## YOUR TASK
Out of the lines below, please list those that hold the string "white".
RECORD EXCERPTS Block Start
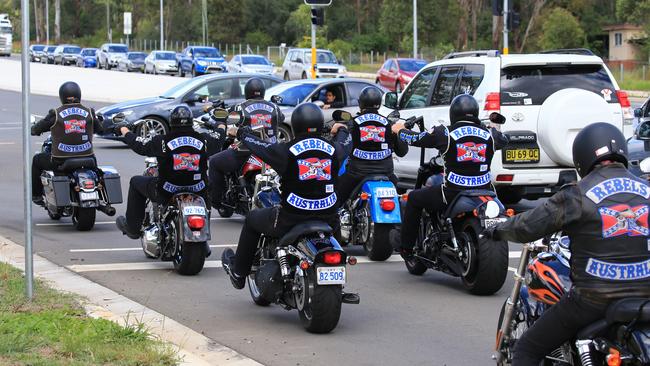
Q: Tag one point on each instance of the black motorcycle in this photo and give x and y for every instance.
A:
(542, 277)
(79, 188)
(305, 270)
(449, 242)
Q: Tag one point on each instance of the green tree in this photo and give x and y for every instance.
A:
(561, 30)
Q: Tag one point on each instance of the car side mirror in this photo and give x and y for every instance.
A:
(340, 115)
(390, 100)
(643, 131)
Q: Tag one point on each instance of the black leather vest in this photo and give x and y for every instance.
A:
(184, 167)
(610, 247)
(468, 157)
(72, 132)
(258, 112)
(308, 186)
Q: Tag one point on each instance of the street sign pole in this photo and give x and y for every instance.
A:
(27, 172)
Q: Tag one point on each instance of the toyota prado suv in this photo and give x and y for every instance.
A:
(546, 99)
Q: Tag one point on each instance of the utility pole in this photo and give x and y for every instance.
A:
(415, 28)
(505, 27)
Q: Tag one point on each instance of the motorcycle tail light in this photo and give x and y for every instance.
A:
(196, 222)
(387, 205)
(332, 258)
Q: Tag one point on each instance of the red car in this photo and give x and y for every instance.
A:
(396, 73)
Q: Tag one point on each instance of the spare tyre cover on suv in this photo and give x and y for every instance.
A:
(564, 114)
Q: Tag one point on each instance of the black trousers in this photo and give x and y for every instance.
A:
(556, 326)
(226, 161)
(271, 222)
(427, 198)
(141, 188)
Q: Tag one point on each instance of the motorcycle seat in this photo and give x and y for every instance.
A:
(71, 164)
(304, 228)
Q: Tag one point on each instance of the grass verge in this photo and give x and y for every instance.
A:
(53, 329)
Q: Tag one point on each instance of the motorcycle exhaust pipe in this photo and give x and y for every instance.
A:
(108, 210)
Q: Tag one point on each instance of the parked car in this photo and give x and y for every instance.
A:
(197, 60)
(296, 92)
(87, 58)
(395, 73)
(134, 61)
(546, 98)
(48, 55)
(110, 54)
(251, 63)
(297, 64)
(161, 62)
(66, 54)
(196, 93)
(36, 52)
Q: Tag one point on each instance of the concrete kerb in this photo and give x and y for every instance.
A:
(101, 302)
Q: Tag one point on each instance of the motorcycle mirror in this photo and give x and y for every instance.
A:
(497, 118)
(339, 115)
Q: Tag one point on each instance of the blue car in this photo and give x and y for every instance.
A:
(201, 60)
(87, 58)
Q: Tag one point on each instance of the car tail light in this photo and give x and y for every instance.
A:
(505, 177)
(196, 222)
(332, 258)
(387, 205)
(492, 102)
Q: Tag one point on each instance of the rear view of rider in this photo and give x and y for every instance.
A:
(605, 216)
(308, 166)
(182, 156)
(72, 126)
(467, 149)
(373, 144)
(255, 111)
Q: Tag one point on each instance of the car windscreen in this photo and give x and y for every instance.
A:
(206, 52)
(73, 50)
(292, 94)
(252, 60)
(531, 85)
(411, 65)
(137, 56)
(118, 49)
(169, 56)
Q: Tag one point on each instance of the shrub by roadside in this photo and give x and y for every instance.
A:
(53, 329)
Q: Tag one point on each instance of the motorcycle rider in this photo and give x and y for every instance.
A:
(373, 143)
(255, 111)
(72, 126)
(605, 216)
(182, 156)
(308, 166)
(467, 148)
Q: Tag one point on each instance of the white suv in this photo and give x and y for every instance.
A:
(297, 64)
(546, 98)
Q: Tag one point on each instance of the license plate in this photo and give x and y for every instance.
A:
(385, 192)
(330, 275)
(88, 196)
(488, 223)
(522, 155)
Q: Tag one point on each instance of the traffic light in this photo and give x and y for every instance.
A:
(317, 16)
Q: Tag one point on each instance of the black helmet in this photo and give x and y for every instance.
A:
(597, 142)
(370, 98)
(307, 119)
(181, 116)
(463, 108)
(70, 93)
(254, 89)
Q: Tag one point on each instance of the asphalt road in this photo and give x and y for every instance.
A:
(402, 319)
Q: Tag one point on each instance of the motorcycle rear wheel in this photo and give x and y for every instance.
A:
(83, 218)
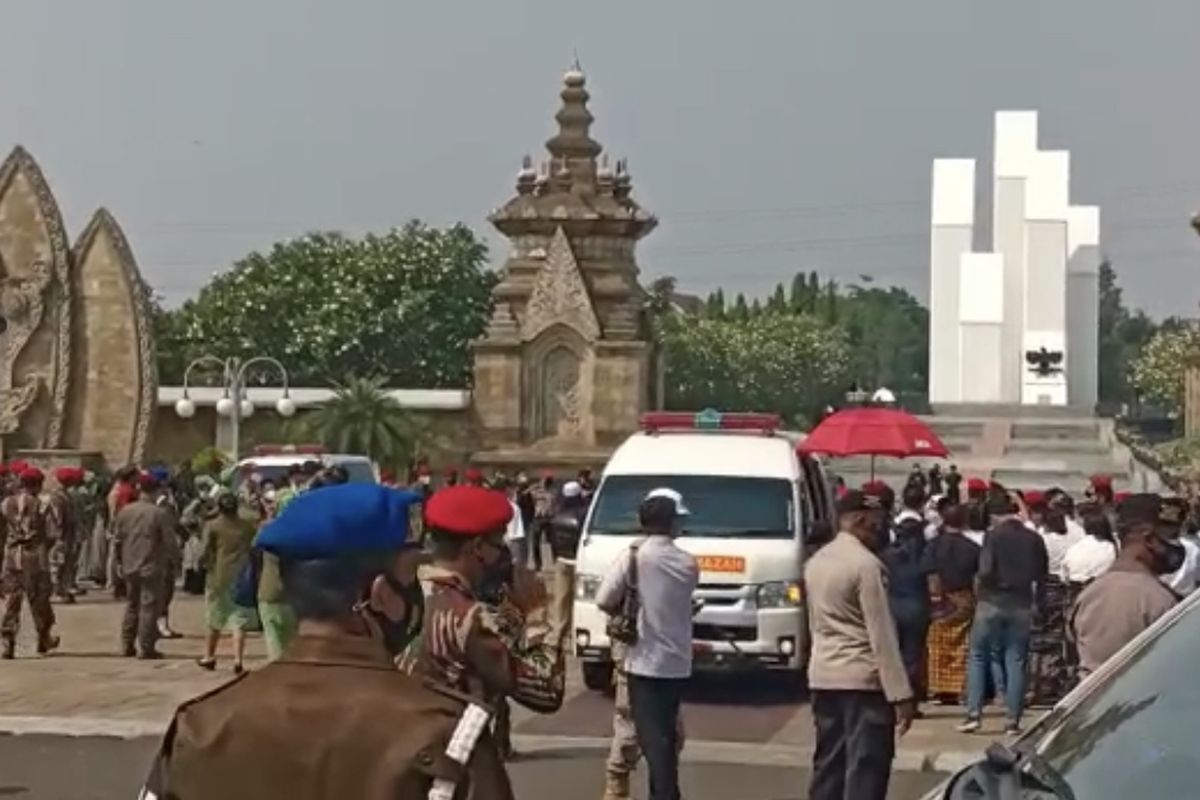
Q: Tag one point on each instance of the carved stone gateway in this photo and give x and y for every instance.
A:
(562, 373)
(78, 371)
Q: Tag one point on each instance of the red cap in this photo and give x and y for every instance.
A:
(69, 475)
(468, 511)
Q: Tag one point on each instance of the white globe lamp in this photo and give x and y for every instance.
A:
(185, 408)
(286, 407)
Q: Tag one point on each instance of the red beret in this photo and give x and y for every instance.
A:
(468, 511)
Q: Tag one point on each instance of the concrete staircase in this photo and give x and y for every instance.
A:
(1021, 447)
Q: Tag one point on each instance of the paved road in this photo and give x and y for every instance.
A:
(47, 768)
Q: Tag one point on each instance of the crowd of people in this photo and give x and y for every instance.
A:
(972, 591)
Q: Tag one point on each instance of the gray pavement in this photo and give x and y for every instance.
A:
(57, 768)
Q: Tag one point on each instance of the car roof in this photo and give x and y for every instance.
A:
(287, 459)
(709, 452)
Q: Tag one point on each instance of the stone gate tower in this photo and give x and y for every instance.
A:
(562, 373)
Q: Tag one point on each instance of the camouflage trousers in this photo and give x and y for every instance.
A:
(18, 584)
(625, 753)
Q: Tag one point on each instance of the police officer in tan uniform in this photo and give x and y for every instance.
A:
(333, 719)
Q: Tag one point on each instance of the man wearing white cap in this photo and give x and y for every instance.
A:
(658, 661)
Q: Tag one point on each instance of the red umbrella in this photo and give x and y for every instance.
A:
(874, 432)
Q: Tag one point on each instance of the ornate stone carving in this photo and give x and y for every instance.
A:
(114, 382)
(562, 395)
(78, 324)
(559, 295)
(35, 260)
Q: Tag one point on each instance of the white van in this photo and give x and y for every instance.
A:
(753, 501)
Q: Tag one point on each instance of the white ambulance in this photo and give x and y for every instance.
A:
(753, 501)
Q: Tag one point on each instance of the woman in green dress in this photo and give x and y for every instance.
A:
(228, 539)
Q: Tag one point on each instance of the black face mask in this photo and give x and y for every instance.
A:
(1168, 557)
(397, 635)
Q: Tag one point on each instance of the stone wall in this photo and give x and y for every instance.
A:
(175, 439)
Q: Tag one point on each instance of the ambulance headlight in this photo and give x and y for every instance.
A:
(779, 594)
(586, 587)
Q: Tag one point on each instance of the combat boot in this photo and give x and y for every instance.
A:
(616, 786)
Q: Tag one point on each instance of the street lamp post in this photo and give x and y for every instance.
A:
(234, 403)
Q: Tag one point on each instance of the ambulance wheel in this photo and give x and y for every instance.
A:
(598, 675)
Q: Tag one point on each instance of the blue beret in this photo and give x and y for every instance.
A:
(340, 521)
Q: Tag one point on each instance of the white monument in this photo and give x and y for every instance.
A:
(1017, 324)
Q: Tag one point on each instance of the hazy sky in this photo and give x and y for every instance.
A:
(768, 136)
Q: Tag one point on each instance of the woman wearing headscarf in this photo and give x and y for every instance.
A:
(952, 560)
(227, 542)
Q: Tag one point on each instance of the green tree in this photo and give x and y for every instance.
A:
(790, 364)
(799, 300)
(1122, 336)
(1158, 372)
(402, 306)
(778, 302)
(888, 335)
(741, 311)
(364, 419)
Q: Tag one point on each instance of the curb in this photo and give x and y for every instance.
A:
(696, 752)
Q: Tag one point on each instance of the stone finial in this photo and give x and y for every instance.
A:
(574, 139)
(526, 178)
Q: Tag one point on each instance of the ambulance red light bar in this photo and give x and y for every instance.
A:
(289, 450)
(709, 420)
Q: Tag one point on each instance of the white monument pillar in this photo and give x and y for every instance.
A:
(1084, 305)
(1015, 143)
(951, 236)
(981, 326)
(1047, 194)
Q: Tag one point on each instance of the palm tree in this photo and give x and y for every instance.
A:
(364, 419)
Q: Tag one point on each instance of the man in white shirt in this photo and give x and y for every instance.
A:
(659, 662)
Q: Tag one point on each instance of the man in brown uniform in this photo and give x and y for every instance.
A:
(1126, 600)
(486, 651)
(144, 533)
(25, 564)
(861, 691)
(61, 528)
(331, 719)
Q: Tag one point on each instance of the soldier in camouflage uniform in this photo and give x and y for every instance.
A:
(25, 564)
(489, 651)
(63, 529)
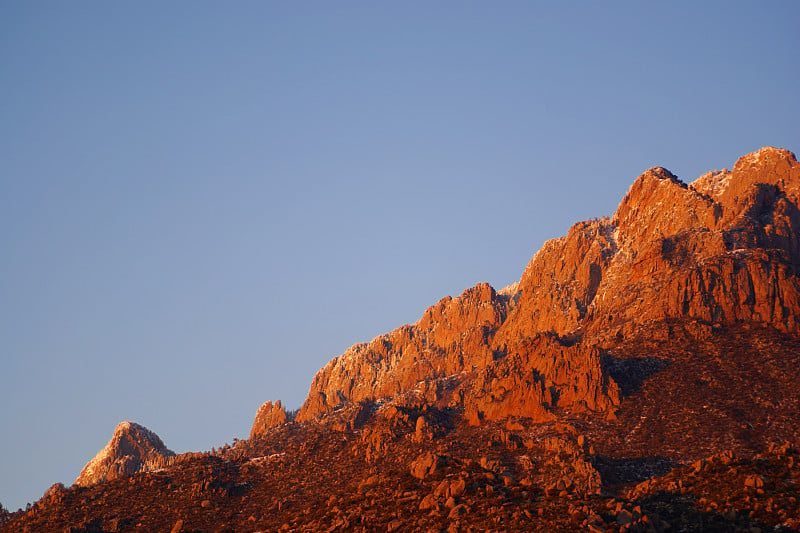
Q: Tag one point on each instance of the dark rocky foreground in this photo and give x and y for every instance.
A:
(641, 376)
(703, 440)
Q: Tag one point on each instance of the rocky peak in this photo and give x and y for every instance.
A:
(132, 448)
(268, 416)
(720, 251)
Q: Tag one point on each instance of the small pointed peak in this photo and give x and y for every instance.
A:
(661, 173)
(766, 156)
(132, 448)
(268, 416)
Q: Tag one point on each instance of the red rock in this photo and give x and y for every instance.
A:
(132, 448)
(267, 417)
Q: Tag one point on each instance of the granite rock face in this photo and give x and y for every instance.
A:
(721, 250)
(133, 448)
(268, 416)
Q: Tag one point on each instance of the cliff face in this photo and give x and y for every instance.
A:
(720, 250)
(132, 448)
(268, 416)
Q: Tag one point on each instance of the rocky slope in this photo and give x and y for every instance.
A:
(641, 376)
(132, 448)
(721, 250)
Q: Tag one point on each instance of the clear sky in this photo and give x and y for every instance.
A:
(204, 202)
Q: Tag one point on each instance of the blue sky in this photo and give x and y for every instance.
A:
(201, 203)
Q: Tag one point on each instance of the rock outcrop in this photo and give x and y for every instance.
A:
(721, 250)
(133, 448)
(268, 416)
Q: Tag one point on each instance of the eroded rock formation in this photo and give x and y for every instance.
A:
(133, 448)
(268, 416)
(720, 250)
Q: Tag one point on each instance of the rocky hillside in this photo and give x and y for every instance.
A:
(641, 376)
(132, 448)
(721, 250)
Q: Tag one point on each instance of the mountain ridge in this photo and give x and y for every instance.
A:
(640, 376)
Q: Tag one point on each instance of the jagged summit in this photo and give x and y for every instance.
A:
(132, 448)
(641, 376)
(721, 250)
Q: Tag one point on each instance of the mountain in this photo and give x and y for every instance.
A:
(132, 448)
(641, 376)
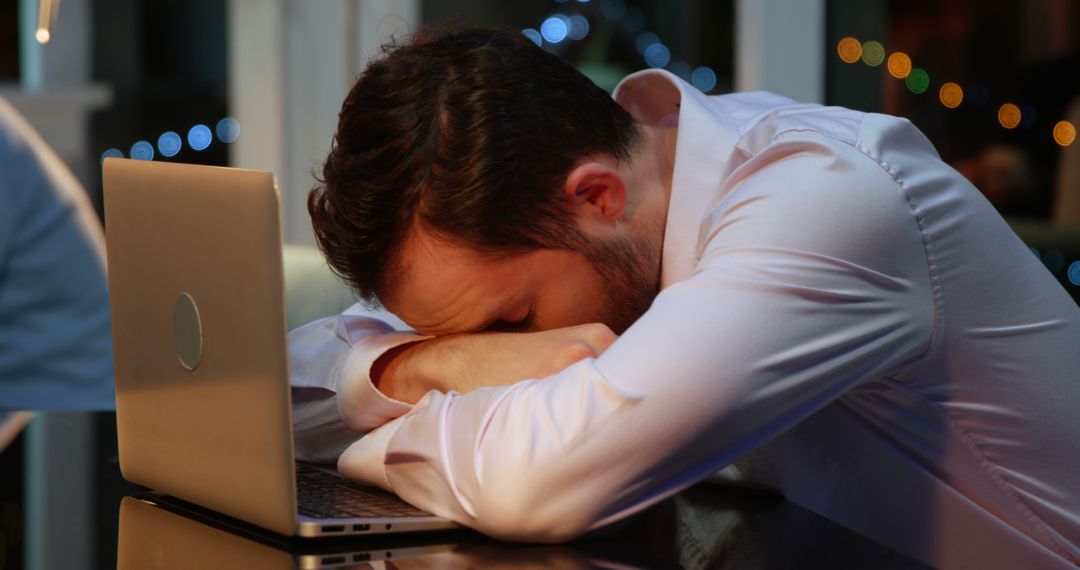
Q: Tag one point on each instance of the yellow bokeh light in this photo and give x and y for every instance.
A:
(1065, 133)
(950, 95)
(850, 50)
(1009, 116)
(900, 65)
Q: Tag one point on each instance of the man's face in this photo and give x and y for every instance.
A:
(448, 289)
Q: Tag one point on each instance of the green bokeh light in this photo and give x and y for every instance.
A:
(918, 81)
(873, 53)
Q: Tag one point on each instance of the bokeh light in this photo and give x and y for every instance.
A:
(554, 29)
(228, 130)
(850, 50)
(169, 144)
(918, 81)
(579, 27)
(200, 137)
(142, 150)
(1074, 273)
(950, 95)
(704, 79)
(115, 153)
(1065, 133)
(900, 65)
(1009, 116)
(657, 55)
(873, 53)
(534, 36)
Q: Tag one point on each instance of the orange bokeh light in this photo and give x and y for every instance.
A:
(900, 65)
(850, 50)
(1065, 133)
(950, 95)
(1009, 116)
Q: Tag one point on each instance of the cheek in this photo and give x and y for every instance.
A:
(570, 298)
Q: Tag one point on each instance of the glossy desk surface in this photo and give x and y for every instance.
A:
(57, 515)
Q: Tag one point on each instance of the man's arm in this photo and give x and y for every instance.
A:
(327, 355)
(812, 279)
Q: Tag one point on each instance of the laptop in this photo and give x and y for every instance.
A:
(199, 339)
(153, 533)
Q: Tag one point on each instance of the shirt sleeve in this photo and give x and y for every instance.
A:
(334, 401)
(811, 280)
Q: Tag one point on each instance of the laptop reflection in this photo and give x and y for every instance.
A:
(156, 534)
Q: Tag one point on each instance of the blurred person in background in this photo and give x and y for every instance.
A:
(55, 345)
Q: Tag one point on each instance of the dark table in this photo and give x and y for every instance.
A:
(64, 504)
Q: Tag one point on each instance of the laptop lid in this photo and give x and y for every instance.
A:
(196, 288)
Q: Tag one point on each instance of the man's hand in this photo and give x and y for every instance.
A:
(466, 362)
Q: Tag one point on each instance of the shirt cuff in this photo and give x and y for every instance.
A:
(360, 404)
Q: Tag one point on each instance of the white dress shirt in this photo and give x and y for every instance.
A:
(842, 317)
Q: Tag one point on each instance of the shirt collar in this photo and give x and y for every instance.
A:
(706, 136)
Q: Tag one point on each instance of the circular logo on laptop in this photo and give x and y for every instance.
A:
(187, 331)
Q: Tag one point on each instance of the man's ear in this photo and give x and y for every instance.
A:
(596, 192)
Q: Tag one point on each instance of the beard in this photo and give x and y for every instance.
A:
(630, 270)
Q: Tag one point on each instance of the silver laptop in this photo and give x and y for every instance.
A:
(203, 407)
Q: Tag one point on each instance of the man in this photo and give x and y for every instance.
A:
(806, 292)
(55, 348)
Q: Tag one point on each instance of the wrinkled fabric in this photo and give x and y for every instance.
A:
(842, 319)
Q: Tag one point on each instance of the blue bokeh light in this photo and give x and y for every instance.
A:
(170, 144)
(657, 55)
(534, 36)
(554, 29)
(579, 27)
(228, 130)
(142, 150)
(200, 137)
(704, 79)
(1075, 273)
(1054, 260)
(645, 39)
(112, 153)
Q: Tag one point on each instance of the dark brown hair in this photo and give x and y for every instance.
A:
(469, 132)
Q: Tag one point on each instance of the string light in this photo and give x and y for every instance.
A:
(900, 65)
(950, 94)
(850, 50)
(873, 53)
(1009, 116)
(917, 81)
(1065, 133)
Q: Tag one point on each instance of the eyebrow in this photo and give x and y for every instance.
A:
(524, 325)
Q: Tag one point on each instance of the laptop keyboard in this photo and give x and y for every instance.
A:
(323, 494)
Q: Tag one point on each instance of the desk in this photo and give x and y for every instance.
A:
(62, 498)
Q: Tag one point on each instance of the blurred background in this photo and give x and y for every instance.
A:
(257, 83)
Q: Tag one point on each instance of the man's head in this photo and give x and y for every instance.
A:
(477, 181)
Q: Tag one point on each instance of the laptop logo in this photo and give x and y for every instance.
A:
(187, 331)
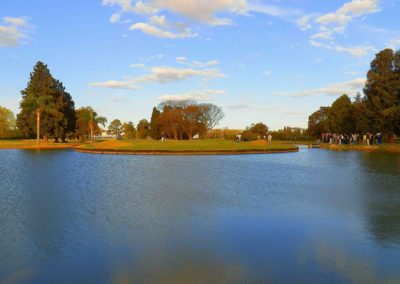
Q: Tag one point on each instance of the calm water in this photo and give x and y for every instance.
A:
(316, 216)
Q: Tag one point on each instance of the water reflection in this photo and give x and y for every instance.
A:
(380, 185)
(311, 216)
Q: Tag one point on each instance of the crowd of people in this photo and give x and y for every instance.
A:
(355, 138)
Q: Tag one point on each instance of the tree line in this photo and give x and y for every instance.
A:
(377, 110)
(47, 110)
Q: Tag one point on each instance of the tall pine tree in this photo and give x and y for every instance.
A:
(56, 115)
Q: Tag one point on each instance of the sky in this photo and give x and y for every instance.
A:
(272, 61)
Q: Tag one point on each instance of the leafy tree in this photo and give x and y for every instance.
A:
(260, 129)
(212, 115)
(129, 130)
(56, 123)
(191, 123)
(88, 121)
(382, 92)
(7, 122)
(40, 105)
(318, 122)
(341, 115)
(143, 129)
(361, 124)
(155, 127)
(115, 128)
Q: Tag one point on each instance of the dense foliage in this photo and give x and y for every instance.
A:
(46, 108)
(378, 110)
(7, 123)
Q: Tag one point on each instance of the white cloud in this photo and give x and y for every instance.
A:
(12, 32)
(274, 10)
(304, 22)
(245, 106)
(394, 43)
(15, 21)
(357, 51)
(181, 59)
(115, 85)
(204, 12)
(267, 73)
(160, 75)
(160, 32)
(138, 65)
(171, 74)
(336, 22)
(205, 95)
(337, 89)
(195, 63)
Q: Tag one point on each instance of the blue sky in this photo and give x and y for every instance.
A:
(272, 61)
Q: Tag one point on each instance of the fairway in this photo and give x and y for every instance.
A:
(180, 147)
(31, 144)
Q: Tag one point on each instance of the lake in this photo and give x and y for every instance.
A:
(312, 216)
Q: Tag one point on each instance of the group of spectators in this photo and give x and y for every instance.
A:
(355, 138)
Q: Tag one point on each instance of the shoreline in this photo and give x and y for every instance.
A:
(185, 152)
(383, 148)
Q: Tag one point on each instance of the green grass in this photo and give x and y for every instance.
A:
(388, 148)
(194, 145)
(31, 144)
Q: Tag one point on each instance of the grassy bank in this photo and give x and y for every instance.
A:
(384, 148)
(31, 144)
(184, 147)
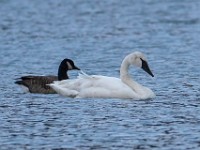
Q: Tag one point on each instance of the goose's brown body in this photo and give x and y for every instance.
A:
(39, 84)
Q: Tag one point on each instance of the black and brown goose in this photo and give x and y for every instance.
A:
(38, 84)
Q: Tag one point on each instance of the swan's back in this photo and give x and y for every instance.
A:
(86, 86)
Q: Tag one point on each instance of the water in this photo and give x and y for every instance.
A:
(97, 35)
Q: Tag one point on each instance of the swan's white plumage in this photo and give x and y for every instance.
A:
(89, 86)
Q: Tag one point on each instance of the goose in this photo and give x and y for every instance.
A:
(37, 84)
(98, 86)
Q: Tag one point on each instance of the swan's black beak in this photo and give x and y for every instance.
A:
(76, 68)
(145, 67)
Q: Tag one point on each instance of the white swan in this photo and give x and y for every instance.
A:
(97, 86)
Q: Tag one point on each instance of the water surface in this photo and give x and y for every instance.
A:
(36, 35)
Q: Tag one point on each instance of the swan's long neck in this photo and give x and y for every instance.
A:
(126, 78)
(62, 73)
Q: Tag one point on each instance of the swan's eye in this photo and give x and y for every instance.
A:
(69, 66)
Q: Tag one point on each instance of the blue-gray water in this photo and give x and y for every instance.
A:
(36, 35)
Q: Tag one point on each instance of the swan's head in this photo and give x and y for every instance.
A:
(139, 60)
(69, 64)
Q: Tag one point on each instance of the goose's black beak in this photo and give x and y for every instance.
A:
(145, 67)
(76, 68)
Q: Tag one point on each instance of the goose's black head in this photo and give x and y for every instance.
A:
(65, 65)
(69, 64)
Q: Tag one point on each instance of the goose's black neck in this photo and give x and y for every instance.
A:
(62, 72)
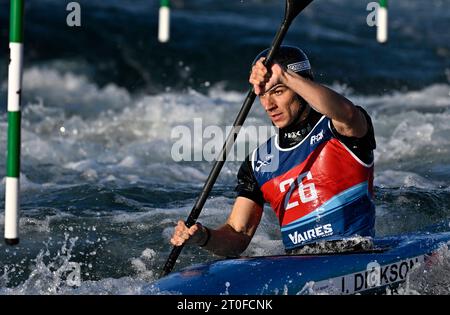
RECORD EXCERPTS Block End
## YOUR RESPONSE
Q: Tag one point on each instance of the white suv in this photo and give x and y for every instance.
Q: Tag one point on each instance of the white globe lamp in this photo and give x and y for every instance.
Q: Tag one point on each instance of the man wearing white cap in this photo and give x and y for every instance.
Q: Tag one point on each instance of the white van in this photo and give x and y for every instance.
Q: Tag one point on each instance of the white ambulance in this photo and give x and y for every instance.
Q: Tag one point on each instance of the white monument in this photo and give x and y for every instance.
Q: Tag one point on each instance of the white monument pillar in this photo and give x and y for every instance.
Q: Tag one point on each instance of the man in white shirt in this photo and give x and y for every instance.
Q: Tag one point on each instance of the white dress shirt in this photo and give x and y for every instance.
Q: Tag one point on each instance of the white cloud in this photo and give x and y for every instance.
Q: Tag one point on each instance of the swan's white plumage in this photo and give x and y for every instance.
Q: Tag one point on each instance of the white swan in this photo and give x and y for every instance.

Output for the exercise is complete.